==== THE RECORDS ====

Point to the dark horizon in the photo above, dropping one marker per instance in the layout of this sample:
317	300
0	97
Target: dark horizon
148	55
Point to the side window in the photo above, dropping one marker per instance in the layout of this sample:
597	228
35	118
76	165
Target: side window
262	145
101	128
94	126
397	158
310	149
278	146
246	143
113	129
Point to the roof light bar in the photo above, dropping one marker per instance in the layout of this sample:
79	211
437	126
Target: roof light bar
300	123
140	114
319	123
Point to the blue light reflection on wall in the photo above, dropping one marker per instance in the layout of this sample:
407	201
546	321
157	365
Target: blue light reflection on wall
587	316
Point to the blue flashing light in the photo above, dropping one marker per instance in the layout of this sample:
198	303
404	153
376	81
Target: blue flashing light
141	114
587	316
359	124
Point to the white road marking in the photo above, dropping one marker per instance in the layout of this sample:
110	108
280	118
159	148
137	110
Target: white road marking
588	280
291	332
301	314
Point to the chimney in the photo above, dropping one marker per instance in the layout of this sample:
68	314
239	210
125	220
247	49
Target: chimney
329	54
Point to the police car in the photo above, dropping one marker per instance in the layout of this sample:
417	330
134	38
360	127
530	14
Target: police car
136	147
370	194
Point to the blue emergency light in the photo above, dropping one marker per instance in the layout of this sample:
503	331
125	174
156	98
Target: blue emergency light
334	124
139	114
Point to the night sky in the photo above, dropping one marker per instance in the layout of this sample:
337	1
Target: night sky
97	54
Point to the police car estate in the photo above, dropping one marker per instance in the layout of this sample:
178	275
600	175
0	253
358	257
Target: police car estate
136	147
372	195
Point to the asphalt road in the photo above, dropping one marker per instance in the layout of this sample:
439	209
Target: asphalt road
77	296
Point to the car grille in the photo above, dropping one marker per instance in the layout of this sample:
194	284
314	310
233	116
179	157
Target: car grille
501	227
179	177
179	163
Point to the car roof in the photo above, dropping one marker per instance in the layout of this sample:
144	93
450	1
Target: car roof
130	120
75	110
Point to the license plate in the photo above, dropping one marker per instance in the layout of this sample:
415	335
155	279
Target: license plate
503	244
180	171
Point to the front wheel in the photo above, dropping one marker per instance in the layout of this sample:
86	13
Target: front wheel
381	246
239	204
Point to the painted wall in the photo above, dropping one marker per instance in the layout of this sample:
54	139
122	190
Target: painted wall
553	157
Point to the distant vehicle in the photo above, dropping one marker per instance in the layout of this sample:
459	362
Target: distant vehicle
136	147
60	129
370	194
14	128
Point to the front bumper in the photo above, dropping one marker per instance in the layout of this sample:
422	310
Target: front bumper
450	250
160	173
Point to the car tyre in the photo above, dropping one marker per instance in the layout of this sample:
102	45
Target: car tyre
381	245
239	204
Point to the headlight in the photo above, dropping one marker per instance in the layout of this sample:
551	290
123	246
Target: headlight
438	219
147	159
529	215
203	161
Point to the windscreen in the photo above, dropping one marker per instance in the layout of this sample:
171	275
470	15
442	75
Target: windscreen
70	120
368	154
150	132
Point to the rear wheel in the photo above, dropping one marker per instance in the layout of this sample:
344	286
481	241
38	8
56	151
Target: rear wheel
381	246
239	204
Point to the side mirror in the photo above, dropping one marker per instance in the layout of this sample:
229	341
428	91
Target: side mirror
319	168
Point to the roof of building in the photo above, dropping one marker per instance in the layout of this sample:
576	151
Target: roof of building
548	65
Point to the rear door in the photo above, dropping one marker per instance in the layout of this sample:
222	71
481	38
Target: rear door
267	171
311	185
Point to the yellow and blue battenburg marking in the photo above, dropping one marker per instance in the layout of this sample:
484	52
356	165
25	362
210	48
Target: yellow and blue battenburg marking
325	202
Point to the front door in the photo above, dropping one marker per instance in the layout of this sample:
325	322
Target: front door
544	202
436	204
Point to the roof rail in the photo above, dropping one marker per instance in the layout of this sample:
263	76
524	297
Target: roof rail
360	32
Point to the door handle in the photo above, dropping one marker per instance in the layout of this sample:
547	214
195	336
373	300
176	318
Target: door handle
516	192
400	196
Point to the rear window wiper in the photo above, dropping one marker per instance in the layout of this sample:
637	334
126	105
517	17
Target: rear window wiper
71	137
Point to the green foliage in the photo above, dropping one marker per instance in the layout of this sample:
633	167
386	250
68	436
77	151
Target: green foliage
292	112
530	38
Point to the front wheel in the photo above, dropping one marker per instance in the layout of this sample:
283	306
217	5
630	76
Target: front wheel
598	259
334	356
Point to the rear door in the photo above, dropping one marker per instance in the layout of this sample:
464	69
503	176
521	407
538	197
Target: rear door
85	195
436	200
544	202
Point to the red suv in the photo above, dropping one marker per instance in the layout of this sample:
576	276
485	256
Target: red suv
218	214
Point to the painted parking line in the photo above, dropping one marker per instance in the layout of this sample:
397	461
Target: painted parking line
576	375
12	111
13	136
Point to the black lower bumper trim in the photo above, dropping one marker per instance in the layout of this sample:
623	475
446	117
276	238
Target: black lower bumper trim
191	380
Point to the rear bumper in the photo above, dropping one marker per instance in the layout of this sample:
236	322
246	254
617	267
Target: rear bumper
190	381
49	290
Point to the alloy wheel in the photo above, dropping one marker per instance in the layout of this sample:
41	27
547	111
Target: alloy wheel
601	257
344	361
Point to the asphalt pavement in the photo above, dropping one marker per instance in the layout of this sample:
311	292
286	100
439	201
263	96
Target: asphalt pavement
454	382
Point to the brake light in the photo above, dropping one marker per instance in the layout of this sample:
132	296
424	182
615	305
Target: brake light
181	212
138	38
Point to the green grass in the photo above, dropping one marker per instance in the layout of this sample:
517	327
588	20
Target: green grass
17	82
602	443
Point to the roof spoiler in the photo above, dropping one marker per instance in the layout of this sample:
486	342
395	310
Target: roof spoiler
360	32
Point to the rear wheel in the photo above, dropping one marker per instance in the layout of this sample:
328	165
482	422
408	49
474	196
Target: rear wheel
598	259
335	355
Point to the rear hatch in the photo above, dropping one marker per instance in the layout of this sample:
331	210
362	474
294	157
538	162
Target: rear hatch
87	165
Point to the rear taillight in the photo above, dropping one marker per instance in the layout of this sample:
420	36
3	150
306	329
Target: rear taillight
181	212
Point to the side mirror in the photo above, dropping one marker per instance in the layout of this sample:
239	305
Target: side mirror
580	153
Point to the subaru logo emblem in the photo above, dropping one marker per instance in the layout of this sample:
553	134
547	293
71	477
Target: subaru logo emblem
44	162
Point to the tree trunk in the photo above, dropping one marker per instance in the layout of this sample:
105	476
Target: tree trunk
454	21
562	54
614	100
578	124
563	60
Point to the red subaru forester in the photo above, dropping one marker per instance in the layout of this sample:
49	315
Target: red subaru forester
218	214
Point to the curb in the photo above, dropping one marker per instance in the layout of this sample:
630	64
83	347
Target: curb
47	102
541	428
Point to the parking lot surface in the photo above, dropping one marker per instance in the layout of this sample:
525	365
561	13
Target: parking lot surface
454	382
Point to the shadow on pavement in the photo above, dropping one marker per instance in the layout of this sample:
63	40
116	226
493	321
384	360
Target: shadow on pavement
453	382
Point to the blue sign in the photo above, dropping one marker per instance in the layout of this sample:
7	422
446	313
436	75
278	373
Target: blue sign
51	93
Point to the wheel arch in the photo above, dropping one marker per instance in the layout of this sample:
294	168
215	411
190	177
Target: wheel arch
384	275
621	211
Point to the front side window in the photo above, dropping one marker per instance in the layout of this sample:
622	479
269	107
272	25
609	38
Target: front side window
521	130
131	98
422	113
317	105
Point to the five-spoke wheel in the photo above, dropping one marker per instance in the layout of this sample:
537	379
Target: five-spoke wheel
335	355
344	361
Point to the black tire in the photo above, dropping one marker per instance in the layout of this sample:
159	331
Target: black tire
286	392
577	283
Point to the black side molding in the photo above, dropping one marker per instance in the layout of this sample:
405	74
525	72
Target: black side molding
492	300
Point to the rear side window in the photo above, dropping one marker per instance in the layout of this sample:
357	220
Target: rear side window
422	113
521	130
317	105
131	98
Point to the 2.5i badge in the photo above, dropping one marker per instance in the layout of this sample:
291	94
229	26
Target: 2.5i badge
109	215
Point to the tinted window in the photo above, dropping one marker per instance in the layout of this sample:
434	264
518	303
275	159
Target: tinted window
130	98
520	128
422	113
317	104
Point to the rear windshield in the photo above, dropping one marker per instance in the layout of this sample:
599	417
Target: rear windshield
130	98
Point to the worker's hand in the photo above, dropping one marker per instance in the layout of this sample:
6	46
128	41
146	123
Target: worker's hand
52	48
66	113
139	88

====

YOUR GOAL: Copy, character for character, the stretch of the entries above from the line containing "Point to the worker's" through their last line, including both ends.

THE RESPONSE:
Point to the worker's hand in the photo above, dropping one marker per instance in the layout of this sample:
6	46
128	41
146	123
Target: worker's hand
52	48
66	113
139	88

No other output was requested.